Top of Records to process
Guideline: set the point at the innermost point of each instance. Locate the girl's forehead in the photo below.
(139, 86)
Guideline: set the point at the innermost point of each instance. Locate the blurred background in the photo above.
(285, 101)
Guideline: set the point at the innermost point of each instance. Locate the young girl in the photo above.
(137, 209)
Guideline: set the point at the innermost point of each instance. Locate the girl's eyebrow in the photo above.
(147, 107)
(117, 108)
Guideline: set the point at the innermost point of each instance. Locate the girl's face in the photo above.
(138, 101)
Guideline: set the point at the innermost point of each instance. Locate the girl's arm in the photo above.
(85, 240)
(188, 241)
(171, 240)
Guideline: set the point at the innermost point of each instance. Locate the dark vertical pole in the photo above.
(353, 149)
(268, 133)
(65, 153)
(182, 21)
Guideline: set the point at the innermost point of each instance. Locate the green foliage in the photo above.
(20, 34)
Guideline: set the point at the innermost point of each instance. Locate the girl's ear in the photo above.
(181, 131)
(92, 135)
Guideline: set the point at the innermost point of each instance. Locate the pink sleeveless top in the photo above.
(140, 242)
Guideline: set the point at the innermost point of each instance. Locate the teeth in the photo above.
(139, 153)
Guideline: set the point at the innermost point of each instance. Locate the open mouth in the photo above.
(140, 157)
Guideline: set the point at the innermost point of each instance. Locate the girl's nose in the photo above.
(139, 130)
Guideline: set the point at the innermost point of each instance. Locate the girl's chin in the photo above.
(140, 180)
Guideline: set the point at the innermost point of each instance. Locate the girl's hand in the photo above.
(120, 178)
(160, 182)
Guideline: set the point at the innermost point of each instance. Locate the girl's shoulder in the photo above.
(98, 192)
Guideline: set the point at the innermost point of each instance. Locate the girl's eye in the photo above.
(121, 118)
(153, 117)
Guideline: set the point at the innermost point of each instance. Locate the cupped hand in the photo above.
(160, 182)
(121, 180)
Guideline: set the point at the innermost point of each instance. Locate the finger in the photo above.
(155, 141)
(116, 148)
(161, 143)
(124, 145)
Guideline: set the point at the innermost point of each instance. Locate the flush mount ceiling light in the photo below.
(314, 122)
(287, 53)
Bottom of Records to process
* Task to complete *
Transcribe every record. Match each line exactly.

* Task answer *
Guideline: set the point at the innermost point of each instance. Locate the girl's forehead in the photo below.
(139, 86)
Guideline: set the point at the innermost point of each instance. Locate the blurred background in the photo above.
(285, 101)
Guideline: set the point at the innermost point of each instance. Locate the young girl in the photo above.
(137, 209)
Guideline: set the point at the innermost point of each instance. Locate the girl's eyebrow in the photo above.
(147, 107)
(117, 108)
Guideline: set the point at the innermost point of each instance. Locate the girl's face in the photo above.
(138, 101)
Guideline: set the point at the innermost point of each instance. Locate the girl's arm in the photo above.
(85, 240)
(188, 241)
(171, 240)
Guideline: set the point at the innermost point of each instance. Locate the dark vertical pole in the photo above.
(353, 149)
(268, 133)
(65, 153)
(182, 21)
Guideline: set the point at the innermost point of each instance. Locate the green foliage in the photo above.
(20, 34)
Guideline: set the point at the innermost point of each instance. Locate the girl's ear in the photo above.
(181, 131)
(92, 135)
Guideline: set the point at the innermost point of each instance. Locate the pink sleeveless top in the photo above.
(140, 242)
Guideline: set the point at the innermost point of each instance. Locate the teeth in the photo above.
(139, 153)
Guideline: set the point at the innermost point of each instance. Locate the open mouth in the photo above.
(140, 157)
Guideline: set the point at the innermost point of each instance. Locate the girl's nose in the photo above.
(139, 130)
Guideline: set the point at the innermost point of each instance. Locate the girl's chin in the photo above.
(140, 180)
Guideline: set the point at the innermost point of each instance. Locate the girl's hand in the photo above.
(120, 178)
(160, 182)
Guideline: set the point at the innermost point of each instance. Locate the girl's shoulder in the photo above.
(98, 192)
Guideline: set the point at the innermost point of each instance. Locate the girl's eye in the photo above.
(121, 118)
(153, 117)
Guideline: set the point at the innermost point of each instance. Locate the cupped hand in the photo above.
(160, 182)
(121, 180)
Guideline: set the point at the innermost point of each instance. Locate the finger in the photo above.
(155, 141)
(116, 148)
(161, 143)
(124, 145)
Guideline: set the point at the innermost point of each instance. Locate the flush mount ceiling light in the photo below.
(314, 122)
(287, 53)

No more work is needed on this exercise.